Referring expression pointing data
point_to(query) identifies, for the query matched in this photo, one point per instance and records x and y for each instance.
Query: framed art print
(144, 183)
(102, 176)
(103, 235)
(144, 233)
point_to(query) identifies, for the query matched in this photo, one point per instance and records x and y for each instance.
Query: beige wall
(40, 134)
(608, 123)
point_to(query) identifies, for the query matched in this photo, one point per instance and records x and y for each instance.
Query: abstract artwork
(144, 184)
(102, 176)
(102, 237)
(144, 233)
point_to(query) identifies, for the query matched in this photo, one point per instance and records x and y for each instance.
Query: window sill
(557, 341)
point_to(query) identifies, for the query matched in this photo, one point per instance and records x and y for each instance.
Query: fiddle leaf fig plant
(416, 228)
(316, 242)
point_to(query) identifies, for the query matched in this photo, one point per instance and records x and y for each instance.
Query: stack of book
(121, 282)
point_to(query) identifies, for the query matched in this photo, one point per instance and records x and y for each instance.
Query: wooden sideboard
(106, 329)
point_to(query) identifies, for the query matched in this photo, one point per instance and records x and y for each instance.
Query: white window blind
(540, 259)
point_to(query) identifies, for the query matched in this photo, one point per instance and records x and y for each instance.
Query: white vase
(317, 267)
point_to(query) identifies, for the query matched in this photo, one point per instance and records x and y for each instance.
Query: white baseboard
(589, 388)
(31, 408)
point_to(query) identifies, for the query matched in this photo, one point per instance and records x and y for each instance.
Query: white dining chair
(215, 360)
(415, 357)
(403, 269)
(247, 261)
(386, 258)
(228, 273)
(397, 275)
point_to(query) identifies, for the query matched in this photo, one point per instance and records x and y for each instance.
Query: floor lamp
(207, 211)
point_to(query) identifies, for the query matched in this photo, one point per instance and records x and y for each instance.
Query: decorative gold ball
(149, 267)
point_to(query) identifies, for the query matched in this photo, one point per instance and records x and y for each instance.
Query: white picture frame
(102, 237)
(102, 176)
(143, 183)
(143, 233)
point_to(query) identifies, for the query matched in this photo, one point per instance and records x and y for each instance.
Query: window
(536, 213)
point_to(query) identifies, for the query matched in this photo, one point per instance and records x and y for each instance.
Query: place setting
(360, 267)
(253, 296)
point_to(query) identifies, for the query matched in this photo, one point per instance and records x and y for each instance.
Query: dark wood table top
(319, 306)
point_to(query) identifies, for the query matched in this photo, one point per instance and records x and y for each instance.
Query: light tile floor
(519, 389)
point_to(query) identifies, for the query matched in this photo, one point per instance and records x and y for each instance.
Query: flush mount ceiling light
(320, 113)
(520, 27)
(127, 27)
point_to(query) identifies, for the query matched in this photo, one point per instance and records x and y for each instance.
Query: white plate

◆ **Task to complete**
Would you write down every record again, exactly?

◆ **Solution for this problem**
point_to(query) identifies, for the query matched in this photo, one point per instance and records x and y for each instance.
Query: framed art print
(144, 183)
(102, 176)
(103, 235)
(144, 233)
point_to(query) identifies, for the query matched in this photo, one point per instance and records x and y for each instance.
Query: beige wall
(40, 134)
(608, 123)
point_to(query) identifies, for the query matched in this photo, one point per instance and records x and y for each instance.
Query: abstract artwork
(144, 184)
(102, 176)
(102, 237)
(144, 233)
point_to(query) identifies, for the query matched in this photo, one point per instance and records x and y for each instance.
Query: window sill
(557, 341)
point_to(query) identifies, for the query matched in this photo, one point per instance and records x and y for each instance.
Query: fiddle leaf fig plant
(416, 228)
(316, 242)
point_to(query) identifies, for the query matched in this photo, one point per instance and records x and y for each instance.
Query: stack of book
(121, 282)
point_to(query) identifies, for the query matched in this photo, one point per instance and records x and y for each instance.
Query: wooden sideboard
(106, 329)
point_to(query) identifies, for the query matched in this photo, one point per instance and records x and y for each instance.
Query: white window blind
(540, 259)
point_to(query) identifies, for the query matched in this photo, one point per instance and records x and y for each instance.
Query: white vase
(317, 267)
point_to(query) identifies, for the query matched in this photo, one point per instance and records x and y for each instance.
Query: white baseboard
(589, 388)
(31, 408)
point_to(query) identifies, for the query matched in this photo, one point per instance and records x and y for each instance.
Query: white dining chair
(215, 360)
(415, 357)
(403, 269)
(247, 261)
(386, 258)
(228, 273)
(397, 275)
point_to(query) identifies, for the query matched in this photo, one point per instance and records x and y for each instance.
Query: floor lamp
(207, 211)
point_to(query) identifies, for the query matched in this photo, one point per instance and records x and y for each instance.
Query: decorative gold ball
(149, 267)
point_to(query) identifies, for the query matched in this photo, one point per instance and records x and y for each instance.
Query: white picture frame
(102, 237)
(102, 176)
(143, 183)
(143, 233)
point_to(query) identifies, for the query matched in this photo, one point per instance and records x and y for each instance.
Query: window
(536, 213)
point_to(query) identifies, for the query matched in this photo, one point per instance and records x and y for each instance.
Query: place setting
(360, 267)
(253, 296)
point_to(query) identifies, for the query matched in this photo, one point per instance and records x and y for each instance.
Query: dark wood table top
(319, 306)
point_to(query) identifies, for the query matched in this photo, one point per instance and records x and y for each instance.
Query: light tile floor
(519, 389)
point_to(query) identifies, for the query matched in this photo, one point per instance and records x and y for each instance.
Query: flush mount ceiling light
(320, 113)
(520, 27)
(127, 27)
point_to(query) identifies, for the query matched in this photo, one point per instance and records x and y for each instance.
Query: white plate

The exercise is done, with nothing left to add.